[Records drawn from a data source]
#####
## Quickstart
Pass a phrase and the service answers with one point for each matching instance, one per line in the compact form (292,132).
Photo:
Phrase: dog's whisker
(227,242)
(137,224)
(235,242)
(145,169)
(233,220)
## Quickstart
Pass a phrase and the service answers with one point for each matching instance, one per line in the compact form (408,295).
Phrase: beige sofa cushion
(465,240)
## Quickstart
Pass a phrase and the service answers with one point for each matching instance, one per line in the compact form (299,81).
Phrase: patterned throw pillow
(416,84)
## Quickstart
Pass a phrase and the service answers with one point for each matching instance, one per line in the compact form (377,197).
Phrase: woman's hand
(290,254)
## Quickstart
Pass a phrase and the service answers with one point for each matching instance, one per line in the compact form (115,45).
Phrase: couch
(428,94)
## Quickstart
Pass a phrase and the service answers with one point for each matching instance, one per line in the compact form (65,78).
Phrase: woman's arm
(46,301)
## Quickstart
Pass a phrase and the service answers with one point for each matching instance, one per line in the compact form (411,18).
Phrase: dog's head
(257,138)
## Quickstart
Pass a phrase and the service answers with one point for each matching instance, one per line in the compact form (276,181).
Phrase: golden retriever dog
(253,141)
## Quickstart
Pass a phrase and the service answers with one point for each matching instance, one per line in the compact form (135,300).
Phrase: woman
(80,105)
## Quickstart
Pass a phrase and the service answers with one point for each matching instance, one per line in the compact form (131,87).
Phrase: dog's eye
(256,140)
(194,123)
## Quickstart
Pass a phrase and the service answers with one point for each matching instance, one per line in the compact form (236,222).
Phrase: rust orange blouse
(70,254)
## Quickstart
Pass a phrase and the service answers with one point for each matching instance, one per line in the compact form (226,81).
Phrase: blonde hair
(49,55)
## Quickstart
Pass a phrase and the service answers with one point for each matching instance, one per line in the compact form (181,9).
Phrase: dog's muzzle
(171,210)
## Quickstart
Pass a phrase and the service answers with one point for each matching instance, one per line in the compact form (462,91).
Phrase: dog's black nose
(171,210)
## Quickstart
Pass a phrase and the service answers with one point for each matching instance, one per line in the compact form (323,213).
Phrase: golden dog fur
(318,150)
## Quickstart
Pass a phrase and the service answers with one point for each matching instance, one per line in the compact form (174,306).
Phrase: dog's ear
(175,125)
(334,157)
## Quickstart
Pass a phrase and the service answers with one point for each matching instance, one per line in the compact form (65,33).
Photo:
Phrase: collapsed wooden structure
#####
* Task brief
Gather every line of the records above that contains the string "golden", treating uppercase and lowercase as different.

* Completed task
Phrase: golden retriever dog
Phrase: golden dog fur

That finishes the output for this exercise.